(Problem)
Extend the news article below about pitcher Savery's season with the Phillies' Double A club in Reading, starting right after its final sentence.

(Document passage)
::::::::
He overestimated his ratio of bravado to ability and, finally, wondered if he was in the right line of work.

"At the end of last year, to be honest, I was throwing 84 to 86 mph," Savery said. "The way my arm felt - it's not that you think it's over, but in the back of your mind, you're thinking, 'I've had a surgery. Maybe my arm's just not cut out for this. Maybe this is as good as it gets.' "

"We knew he was thinking that way," said Chuck LaMar, the Phillies' assistant general manager who runs the minor league system. "You try to never overreact to it. We stayed positive with him."

With almost $1.4 million invested in him, the Phillies moved him to Double A Reading. Even Savery was a little surprised.

"Because of where I was drafted, maybe I get the benefit of the doubt," Savery said.

The Phillies are getting the benefit of his talent.

Slimmer, smarter and more comfortable, Savery yesterday improved to 8-1, tied for the most wins in Double A. His earned run average is 3.47. His fastball is buzzing in from 87 to 91 mph, his slider is finding some bite, his changeup is an occasional weapon and his two-seam fastball, four starts into its insertion into his repertoire, is . . . a work in progress.

With this sort of success at Reading, and with the big club always itchy for pitching solutions, Savery should be on the major league radar. Right?

"No," said LaMar as he left yesterday's game in Reading. "He will not be moved up until we see more of a mastery of his pitches."

"I'm still a couple clicks away. I'm OK admitting that," Savery said. "My walks are high. We're trying to shrink that zone."

It's shrinking.

After walking 31 in his first 60 innings this season, Savery has walked three in his last two starts. Yesterday, he held Harrisburg to one hit and no runs in six innings.

"He looked good," said LaMar, who challenged Savery at spring training.
::::::::
(Data records)
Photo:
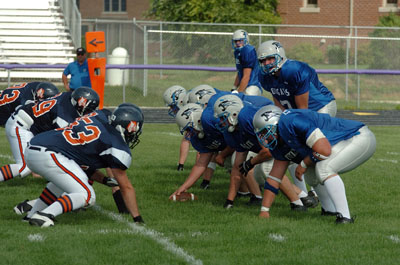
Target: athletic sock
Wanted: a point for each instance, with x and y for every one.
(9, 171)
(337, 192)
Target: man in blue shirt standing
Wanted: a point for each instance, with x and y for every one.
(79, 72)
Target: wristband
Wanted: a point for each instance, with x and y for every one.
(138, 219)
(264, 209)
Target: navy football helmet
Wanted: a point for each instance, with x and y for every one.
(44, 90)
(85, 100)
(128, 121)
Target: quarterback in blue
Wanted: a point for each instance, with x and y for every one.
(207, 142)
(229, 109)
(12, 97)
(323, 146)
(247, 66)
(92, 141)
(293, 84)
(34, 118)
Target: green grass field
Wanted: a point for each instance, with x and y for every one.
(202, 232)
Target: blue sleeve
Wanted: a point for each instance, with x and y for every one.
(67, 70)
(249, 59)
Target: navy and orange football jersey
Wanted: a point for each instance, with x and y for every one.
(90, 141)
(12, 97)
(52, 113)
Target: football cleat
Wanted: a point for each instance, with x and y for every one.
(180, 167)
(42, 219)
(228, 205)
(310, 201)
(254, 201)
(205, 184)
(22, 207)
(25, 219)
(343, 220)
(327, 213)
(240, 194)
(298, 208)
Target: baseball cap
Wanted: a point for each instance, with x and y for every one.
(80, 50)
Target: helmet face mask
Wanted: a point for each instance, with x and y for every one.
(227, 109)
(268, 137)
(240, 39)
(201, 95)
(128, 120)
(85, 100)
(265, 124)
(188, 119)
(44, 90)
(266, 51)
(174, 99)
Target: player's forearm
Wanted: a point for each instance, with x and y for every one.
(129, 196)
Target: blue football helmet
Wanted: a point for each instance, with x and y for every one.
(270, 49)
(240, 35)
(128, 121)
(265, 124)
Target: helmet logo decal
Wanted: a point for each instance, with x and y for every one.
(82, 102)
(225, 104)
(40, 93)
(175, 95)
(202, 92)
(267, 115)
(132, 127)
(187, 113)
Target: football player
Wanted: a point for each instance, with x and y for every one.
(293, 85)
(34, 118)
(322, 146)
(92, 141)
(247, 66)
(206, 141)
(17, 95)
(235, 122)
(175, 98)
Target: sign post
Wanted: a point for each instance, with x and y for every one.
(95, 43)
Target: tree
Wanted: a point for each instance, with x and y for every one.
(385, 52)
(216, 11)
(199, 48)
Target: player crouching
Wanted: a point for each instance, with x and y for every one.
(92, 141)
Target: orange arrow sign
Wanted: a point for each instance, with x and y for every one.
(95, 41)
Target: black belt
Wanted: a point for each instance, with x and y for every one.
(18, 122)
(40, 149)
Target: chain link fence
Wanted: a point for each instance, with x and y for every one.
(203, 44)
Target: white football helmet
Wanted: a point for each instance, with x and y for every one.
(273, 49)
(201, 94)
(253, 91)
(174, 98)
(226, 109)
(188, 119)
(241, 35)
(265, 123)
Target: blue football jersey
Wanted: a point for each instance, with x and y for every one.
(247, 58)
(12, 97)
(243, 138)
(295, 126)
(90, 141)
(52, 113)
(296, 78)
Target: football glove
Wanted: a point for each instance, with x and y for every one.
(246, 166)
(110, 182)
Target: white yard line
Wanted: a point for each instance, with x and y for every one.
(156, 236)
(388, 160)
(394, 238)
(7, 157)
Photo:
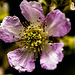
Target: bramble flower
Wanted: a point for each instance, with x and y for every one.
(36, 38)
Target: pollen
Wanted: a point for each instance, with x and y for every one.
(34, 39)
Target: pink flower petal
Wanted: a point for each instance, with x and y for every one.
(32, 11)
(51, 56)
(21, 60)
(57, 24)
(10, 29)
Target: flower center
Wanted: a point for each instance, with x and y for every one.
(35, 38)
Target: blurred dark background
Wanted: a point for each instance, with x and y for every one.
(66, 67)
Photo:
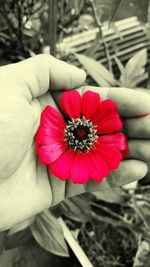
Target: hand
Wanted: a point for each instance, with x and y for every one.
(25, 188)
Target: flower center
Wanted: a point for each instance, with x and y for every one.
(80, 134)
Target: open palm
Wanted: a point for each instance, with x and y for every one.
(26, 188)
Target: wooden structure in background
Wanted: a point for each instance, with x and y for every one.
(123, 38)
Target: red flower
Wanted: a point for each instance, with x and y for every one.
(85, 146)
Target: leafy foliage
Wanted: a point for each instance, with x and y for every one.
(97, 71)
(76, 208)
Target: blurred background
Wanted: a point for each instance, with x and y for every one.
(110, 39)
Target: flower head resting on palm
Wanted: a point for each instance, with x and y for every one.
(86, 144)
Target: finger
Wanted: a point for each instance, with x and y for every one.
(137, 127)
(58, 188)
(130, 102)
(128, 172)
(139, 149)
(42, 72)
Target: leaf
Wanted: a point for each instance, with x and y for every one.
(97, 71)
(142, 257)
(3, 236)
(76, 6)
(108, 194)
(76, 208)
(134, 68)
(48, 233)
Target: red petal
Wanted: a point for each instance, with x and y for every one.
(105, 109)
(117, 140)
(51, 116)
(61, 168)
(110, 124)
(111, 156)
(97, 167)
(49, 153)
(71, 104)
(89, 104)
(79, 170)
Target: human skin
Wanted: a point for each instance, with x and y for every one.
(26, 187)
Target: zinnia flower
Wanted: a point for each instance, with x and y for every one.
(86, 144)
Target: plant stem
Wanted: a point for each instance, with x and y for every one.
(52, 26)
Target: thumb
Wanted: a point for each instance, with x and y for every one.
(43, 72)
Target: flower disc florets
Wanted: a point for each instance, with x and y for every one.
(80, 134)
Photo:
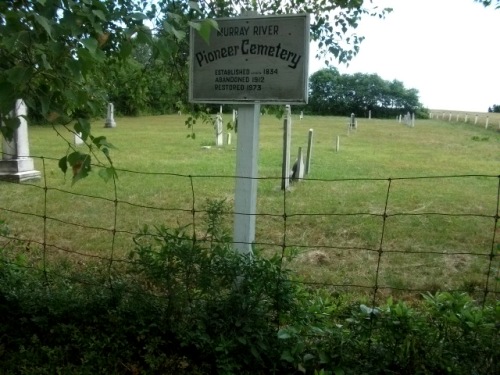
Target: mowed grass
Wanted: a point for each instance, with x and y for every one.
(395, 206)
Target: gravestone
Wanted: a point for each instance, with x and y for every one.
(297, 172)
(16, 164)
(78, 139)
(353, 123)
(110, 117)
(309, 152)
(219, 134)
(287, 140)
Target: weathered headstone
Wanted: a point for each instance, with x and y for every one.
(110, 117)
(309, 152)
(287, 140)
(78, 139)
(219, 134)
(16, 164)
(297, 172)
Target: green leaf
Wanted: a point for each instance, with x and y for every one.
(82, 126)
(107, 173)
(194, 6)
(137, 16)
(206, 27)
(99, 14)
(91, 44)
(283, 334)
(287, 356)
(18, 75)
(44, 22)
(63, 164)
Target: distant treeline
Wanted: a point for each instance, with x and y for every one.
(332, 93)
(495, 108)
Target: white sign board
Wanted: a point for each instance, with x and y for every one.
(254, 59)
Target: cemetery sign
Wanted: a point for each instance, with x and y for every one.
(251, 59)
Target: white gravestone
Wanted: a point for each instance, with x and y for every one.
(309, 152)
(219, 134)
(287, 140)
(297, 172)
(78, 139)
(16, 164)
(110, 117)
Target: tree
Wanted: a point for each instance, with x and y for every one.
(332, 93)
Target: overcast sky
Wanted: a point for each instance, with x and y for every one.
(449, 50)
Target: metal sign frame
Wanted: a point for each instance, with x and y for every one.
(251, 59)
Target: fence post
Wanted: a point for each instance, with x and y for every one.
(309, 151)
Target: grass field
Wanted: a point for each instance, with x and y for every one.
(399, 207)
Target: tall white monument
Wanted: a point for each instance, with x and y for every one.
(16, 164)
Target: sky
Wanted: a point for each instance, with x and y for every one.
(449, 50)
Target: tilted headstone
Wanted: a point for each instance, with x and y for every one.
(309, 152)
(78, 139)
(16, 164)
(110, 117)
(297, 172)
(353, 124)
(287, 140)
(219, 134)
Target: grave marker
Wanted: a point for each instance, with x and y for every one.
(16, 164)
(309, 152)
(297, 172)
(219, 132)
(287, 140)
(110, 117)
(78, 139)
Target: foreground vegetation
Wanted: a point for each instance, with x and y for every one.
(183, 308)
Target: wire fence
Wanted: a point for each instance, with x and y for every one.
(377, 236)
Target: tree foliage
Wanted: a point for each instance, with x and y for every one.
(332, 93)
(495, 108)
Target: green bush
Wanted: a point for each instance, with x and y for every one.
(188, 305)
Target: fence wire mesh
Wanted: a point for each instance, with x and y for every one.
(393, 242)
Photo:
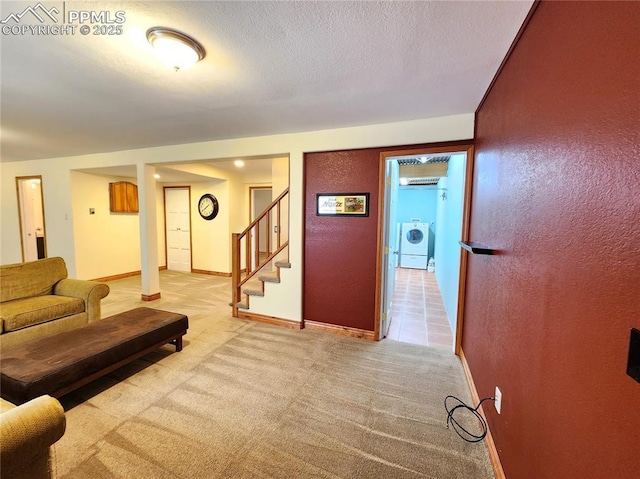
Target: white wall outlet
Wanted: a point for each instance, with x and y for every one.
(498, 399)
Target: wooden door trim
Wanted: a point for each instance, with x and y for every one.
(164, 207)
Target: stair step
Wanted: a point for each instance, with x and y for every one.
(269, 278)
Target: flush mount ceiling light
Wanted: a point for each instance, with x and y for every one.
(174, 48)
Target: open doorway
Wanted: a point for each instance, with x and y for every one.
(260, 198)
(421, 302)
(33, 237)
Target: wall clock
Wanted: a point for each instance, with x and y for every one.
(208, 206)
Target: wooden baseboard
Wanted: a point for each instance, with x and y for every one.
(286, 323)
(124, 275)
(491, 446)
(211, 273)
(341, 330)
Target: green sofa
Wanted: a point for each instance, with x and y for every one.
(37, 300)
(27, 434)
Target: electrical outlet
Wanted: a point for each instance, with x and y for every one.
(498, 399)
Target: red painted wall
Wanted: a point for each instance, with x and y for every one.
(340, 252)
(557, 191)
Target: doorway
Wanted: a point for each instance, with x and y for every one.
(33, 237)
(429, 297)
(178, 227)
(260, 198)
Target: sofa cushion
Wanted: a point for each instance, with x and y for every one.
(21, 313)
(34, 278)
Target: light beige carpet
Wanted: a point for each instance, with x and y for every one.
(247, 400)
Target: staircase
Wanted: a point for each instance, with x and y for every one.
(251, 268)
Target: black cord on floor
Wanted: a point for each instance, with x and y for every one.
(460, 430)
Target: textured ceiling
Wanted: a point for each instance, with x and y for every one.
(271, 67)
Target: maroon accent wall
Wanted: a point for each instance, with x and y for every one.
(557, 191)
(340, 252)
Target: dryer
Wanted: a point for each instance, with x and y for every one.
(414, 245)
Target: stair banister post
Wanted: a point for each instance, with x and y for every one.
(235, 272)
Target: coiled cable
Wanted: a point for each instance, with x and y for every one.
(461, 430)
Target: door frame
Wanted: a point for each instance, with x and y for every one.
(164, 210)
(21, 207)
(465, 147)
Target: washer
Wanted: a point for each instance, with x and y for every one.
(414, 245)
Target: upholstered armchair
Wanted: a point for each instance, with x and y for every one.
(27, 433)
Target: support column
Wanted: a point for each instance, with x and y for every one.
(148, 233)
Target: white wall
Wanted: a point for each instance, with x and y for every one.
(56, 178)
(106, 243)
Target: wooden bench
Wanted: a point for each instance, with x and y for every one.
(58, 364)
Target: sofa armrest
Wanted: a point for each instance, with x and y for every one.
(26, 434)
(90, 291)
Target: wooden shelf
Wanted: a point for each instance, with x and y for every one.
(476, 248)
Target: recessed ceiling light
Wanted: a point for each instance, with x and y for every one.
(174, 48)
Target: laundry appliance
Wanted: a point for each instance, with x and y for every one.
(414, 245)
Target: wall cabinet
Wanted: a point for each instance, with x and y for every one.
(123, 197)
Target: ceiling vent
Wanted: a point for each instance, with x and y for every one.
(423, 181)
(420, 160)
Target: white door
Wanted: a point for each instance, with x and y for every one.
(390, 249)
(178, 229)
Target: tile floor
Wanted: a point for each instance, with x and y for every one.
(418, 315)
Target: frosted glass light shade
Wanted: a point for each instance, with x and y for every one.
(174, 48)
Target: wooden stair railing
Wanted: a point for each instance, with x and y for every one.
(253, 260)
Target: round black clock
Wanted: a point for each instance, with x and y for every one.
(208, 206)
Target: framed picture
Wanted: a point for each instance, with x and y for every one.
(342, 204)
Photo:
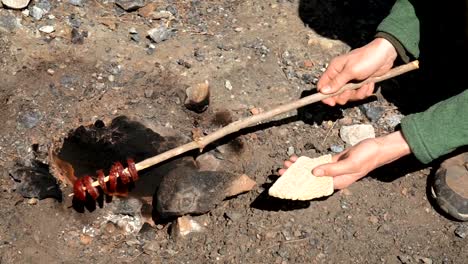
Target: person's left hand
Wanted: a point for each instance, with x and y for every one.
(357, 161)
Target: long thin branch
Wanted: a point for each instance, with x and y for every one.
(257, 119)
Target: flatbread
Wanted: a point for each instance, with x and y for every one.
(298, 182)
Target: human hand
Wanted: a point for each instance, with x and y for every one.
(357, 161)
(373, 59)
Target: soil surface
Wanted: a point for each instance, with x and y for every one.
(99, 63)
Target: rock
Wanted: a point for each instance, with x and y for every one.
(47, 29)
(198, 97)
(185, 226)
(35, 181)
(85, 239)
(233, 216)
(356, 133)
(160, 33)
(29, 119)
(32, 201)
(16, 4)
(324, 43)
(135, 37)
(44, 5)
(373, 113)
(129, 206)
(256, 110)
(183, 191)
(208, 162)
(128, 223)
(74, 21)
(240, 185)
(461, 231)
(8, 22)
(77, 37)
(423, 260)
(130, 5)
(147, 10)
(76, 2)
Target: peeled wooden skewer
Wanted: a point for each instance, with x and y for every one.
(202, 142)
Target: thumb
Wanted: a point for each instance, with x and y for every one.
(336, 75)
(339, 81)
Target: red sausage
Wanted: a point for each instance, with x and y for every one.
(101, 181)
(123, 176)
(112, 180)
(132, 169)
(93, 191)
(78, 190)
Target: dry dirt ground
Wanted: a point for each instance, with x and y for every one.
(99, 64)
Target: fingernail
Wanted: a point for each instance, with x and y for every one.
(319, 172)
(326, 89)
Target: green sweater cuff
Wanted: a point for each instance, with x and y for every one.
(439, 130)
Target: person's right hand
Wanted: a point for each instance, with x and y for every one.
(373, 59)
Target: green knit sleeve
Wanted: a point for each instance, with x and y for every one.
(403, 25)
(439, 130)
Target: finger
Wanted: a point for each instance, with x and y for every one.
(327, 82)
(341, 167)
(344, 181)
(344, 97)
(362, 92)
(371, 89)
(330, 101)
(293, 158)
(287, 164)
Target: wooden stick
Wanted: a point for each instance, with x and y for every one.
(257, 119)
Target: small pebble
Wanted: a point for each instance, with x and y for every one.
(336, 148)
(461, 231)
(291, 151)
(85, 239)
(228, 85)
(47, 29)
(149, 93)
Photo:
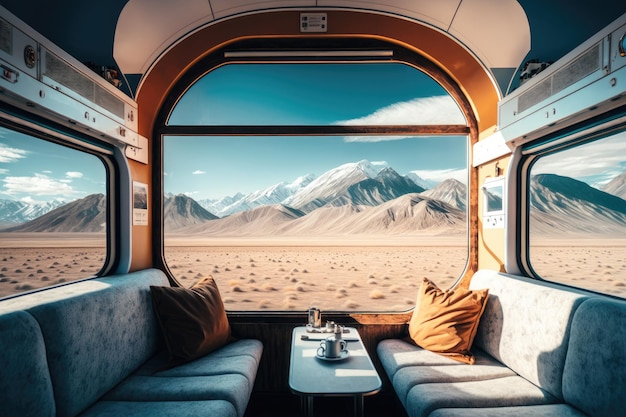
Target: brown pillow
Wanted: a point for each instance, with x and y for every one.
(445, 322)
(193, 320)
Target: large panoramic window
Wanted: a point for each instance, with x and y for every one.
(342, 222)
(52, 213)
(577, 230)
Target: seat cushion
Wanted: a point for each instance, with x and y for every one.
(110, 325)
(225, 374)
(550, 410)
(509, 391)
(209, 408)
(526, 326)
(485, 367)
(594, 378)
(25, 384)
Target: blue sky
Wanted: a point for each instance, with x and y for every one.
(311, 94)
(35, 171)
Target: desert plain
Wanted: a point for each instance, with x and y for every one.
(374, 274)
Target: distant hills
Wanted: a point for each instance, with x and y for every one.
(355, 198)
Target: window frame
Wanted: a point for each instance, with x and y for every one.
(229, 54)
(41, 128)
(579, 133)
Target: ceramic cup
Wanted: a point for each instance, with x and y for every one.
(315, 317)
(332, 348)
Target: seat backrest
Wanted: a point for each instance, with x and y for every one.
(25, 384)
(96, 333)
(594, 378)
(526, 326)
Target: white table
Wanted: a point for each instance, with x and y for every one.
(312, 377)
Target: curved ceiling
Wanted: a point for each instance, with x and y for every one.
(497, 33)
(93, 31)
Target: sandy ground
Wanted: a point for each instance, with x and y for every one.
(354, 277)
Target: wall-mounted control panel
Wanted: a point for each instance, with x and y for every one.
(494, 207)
::::::::
(Result)
"Take every pitch seriously," LaMar said. "You can't get complacent at 2-0 and throw that righthanded hitter a 'Hit me!' fastball." Has Savery listened?

"Well, he's better at it, but he's not where he needs to be," LaMar said.

He's not where he thought he'd be, either. LaMar chuckles at the memory.

"It's just human nature for these players, especially first-round picks, to think they're a couple of steps from being in the big leagues," LaMar said. "And they're right. They just don't know how big those steps are."

Savery has taken several steps to refresh his career.

First, he stepped away from the game for 3 months. After his surgery, he had been rehabbing or pitching pretty much without a significant break for 2 years until September of last year.

He played golf with his buddies.

He began a running and weightlifting regimen that eliminated his waddle and regained for him some of the upper-body strength that he lost during shoulder rehab. He's close to 215 pounds packed onto a solid, 6-3 frame; he even lost 3 more pounds 2 weeks ago.

He figured out that, since the surgery, he can't work too hard between starts, so he cut his between-start mound sessions from two to one.

He came to grips with the fact that his support system was gone. Playing at Rice in Houston, 6 miles from his hometown of Bellaire, he had friends and family at every home game.

He realizes that if he does make it to the majors, he probably will be a contributor, not an ace.

"He's lefthanded, so there's a plus," said Reading pitching coach Steve Schrenk. "If he was righthanded, I definitely say he'd be a bullpen guy. He's lefthanded, so I see him starting. The way he's throwing right now, maybe a back-end guy."

When? If ever?

"It's a big year for him. He knows that," Schrenk said. "He sees what's ahead of him in Philly. There are guys that are older. Guys running out of contracts. I wouldn't say make or break - but he could show people he could pitch."

The slider, Schrenk said, is the key. If it keeps improving, Savery might see Triple A Lehigh Valley this year. And then . . .

"Hopefully he can help [the Phillies] out next year."

Just a little behind schedule - not that Savery is making any more projections.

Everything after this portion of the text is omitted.